> **WHAT THE TASK REQUIRES**: Swap each "Reply" in the items below for "Respond" and reproduce them with every other word left unchanged.

--- Start of GIVEN INFORMATION ---

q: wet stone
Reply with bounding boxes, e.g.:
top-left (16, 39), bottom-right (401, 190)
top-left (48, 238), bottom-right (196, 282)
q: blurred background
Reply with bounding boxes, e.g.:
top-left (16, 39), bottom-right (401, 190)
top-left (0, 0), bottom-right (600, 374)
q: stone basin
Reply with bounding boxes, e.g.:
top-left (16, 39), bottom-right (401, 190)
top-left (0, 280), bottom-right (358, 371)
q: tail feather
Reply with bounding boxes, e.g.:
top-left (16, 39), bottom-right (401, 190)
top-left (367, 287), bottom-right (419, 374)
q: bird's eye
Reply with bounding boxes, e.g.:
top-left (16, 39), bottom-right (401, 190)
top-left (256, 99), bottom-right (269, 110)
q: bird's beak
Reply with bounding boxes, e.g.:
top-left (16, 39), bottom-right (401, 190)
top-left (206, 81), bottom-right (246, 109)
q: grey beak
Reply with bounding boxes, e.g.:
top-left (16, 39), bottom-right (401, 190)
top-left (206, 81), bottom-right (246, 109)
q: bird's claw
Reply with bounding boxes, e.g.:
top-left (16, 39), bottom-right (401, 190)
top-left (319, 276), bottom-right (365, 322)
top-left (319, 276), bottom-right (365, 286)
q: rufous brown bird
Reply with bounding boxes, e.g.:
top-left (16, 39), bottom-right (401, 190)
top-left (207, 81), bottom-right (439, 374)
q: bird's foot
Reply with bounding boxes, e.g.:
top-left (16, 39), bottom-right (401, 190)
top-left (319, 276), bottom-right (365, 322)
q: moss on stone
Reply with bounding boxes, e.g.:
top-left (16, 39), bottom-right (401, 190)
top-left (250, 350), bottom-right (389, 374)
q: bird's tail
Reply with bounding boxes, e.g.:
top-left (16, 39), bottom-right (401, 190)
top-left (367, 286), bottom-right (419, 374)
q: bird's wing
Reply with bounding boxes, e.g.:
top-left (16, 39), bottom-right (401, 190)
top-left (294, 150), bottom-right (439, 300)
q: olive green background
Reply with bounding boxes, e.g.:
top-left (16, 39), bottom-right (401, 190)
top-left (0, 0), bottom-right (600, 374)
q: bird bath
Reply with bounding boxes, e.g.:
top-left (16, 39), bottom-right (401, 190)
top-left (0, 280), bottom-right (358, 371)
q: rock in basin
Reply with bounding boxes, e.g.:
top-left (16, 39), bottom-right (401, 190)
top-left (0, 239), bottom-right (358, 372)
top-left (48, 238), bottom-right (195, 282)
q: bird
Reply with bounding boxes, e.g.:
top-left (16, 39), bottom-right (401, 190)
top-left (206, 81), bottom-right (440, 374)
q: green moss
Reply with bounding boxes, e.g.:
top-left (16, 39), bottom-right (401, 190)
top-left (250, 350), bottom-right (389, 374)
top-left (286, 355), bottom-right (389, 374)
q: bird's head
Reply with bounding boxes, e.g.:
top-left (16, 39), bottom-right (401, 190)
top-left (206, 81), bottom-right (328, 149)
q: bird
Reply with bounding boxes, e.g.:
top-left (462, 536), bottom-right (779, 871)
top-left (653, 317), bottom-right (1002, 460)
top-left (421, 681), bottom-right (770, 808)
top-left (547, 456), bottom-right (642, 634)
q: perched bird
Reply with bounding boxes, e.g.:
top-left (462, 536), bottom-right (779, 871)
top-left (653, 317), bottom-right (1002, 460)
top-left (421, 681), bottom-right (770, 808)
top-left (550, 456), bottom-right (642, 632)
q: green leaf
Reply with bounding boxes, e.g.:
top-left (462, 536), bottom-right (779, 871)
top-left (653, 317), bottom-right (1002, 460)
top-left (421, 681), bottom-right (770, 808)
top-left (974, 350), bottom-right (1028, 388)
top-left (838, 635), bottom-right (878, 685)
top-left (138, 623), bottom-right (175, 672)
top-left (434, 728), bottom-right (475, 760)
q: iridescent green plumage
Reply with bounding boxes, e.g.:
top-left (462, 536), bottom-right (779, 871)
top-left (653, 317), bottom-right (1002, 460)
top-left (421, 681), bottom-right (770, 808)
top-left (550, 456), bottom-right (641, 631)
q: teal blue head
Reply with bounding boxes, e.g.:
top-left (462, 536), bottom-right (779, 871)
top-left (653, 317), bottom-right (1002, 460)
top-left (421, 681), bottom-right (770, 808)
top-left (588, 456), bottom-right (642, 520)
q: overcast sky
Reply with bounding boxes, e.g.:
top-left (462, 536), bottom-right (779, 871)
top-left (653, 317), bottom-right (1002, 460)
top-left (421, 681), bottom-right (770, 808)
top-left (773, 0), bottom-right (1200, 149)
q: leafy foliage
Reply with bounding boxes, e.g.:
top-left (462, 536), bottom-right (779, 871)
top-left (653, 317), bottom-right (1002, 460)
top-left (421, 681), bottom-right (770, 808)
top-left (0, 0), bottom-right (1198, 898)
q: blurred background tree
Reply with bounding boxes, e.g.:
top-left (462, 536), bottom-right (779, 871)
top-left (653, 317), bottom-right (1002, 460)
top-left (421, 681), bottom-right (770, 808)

--- End of GIVEN INFORMATION ---

> **CORRECT ANSWER**:
q: wet stone
Respond with bounding boxes, e.g.:
top-left (16, 39), bottom-right (401, 190)
top-left (48, 238), bottom-right (196, 282)
q: blurred background
Respond with bounding boxes, e.g.:
top-left (16, 39), bottom-right (401, 190)
top-left (0, 0), bottom-right (600, 374)
q: stone basin
Respond with bounding boxes, e.g.:
top-left (16, 39), bottom-right (401, 190)
top-left (0, 280), bottom-right (358, 371)
q: tail feather
Respond with bounding boxes, e.g.:
top-left (16, 39), bottom-right (401, 190)
top-left (367, 287), bottom-right (419, 374)
q: bird's eye
Respond with bounding boxes, e.g.:
top-left (16, 39), bottom-right (401, 190)
top-left (256, 99), bottom-right (269, 110)
q: bird's beak
Respond with bounding boxes, e.g.:
top-left (16, 39), bottom-right (401, 190)
top-left (206, 81), bottom-right (246, 109)
q: grey beak
Respond with bounding boxes, e.g.:
top-left (16, 39), bottom-right (401, 190)
top-left (206, 81), bottom-right (246, 109)
q: bird's claw
Respond with bounding boxes, e.g.:
top-left (16, 39), bottom-right (401, 190)
top-left (319, 276), bottom-right (365, 322)
top-left (319, 276), bottom-right (365, 286)
q: rufous brown bird
Respond with bounding boxes, e.g.:
top-left (16, 39), bottom-right (401, 190)
top-left (207, 81), bottom-right (439, 374)
q: bird's foot
Respond with bounding boxes, e.g.:
top-left (16, 39), bottom-right (401, 190)
top-left (319, 276), bottom-right (365, 322)
q: moss on stone
Respond with bounding boxes, e.g.:
top-left (16, 39), bottom-right (401, 190)
top-left (250, 350), bottom-right (389, 374)
q: bird's tail
Respond with bounding boxes, e.g.:
top-left (16, 39), bottom-right (401, 190)
top-left (367, 286), bottom-right (419, 374)
q: bird's wing
Respond with bounding boxes, e.g.:
top-left (16, 39), bottom-right (401, 190)
top-left (294, 150), bottom-right (439, 300)
q: olive green background
Respond with bounding boxes, e.g.:
top-left (16, 39), bottom-right (401, 190)
top-left (0, 0), bottom-right (600, 374)
q: bird bath
Respond with bounding boxes, e.g.:
top-left (16, 39), bottom-right (401, 190)
top-left (0, 280), bottom-right (358, 371)
q: rock in basin
Respond with bounding boxes, e.g.:
top-left (16, 39), bottom-right (401, 190)
top-left (0, 239), bottom-right (358, 372)
top-left (48, 238), bottom-right (195, 282)
q: bird
Respond with bounding boxes, e.g.:
top-left (16, 39), bottom-right (401, 190)
top-left (206, 81), bottom-right (440, 374)
q: green moss
Respond with bounding boxes, e.g.:
top-left (16, 39), bottom-right (401, 190)
top-left (250, 350), bottom-right (389, 374)
top-left (286, 355), bottom-right (389, 374)
q: bird's head
Respond with bounding boxes, e.g.:
top-left (16, 39), bottom-right (401, 190)
top-left (206, 81), bottom-right (328, 149)
q: bird
Respond with bounding boxes, e.g.:
top-left (462, 536), bottom-right (779, 871)
top-left (653, 317), bottom-right (1002, 460)
top-left (421, 681), bottom-right (770, 808)
top-left (547, 456), bottom-right (642, 634)
q: perched bird
Respond with bounding boxes, e.g.:
top-left (462, 536), bottom-right (779, 871)
top-left (653, 317), bottom-right (1002, 460)
top-left (421, 681), bottom-right (770, 808)
top-left (550, 456), bottom-right (642, 632)
q: green leaf
Respond with bounding boxes, e.g.:
top-left (462, 536), bottom-right (779, 871)
top-left (653, 317), bottom-right (1002, 460)
top-left (421, 681), bottom-right (770, 808)
top-left (974, 350), bottom-right (1028, 388)
top-left (838, 635), bottom-right (878, 685)
top-left (138, 623), bottom-right (175, 672)
top-left (434, 728), bottom-right (475, 760)
q: iridescent green plumage
Respond with bounding boxes, e.g.:
top-left (462, 536), bottom-right (779, 871)
top-left (653, 317), bottom-right (1002, 460)
top-left (421, 681), bottom-right (770, 808)
top-left (550, 456), bottom-right (641, 631)
q: teal blue head
Respond with bounding boxes, e.g.:
top-left (462, 536), bottom-right (779, 871)
top-left (653, 317), bottom-right (1002, 460)
top-left (421, 681), bottom-right (770, 808)
top-left (588, 456), bottom-right (642, 520)
q: overcast sky
Respond with bounding boxes, e.g.:
top-left (462, 536), bottom-right (779, 871)
top-left (653, 317), bottom-right (1002, 460)
top-left (421, 681), bottom-right (770, 808)
top-left (773, 0), bottom-right (1200, 149)
q: leafy foliage
Respond with bounding boxes, e.g.:
top-left (462, 536), bottom-right (779, 871)
top-left (653, 317), bottom-right (1002, 460)
top-left (421, 681), bottom-right (770, 808)
top-left (0, 0), bottom-right (1198, 898)
q: blurred background tree
Respond with bounding boxes, e.g.:
top-left (462, 536), bottom-right (779, 871)
top-left (653, 317), bottom-right (1002, 460)
top-left (421, 681), bottom-right (770, 808)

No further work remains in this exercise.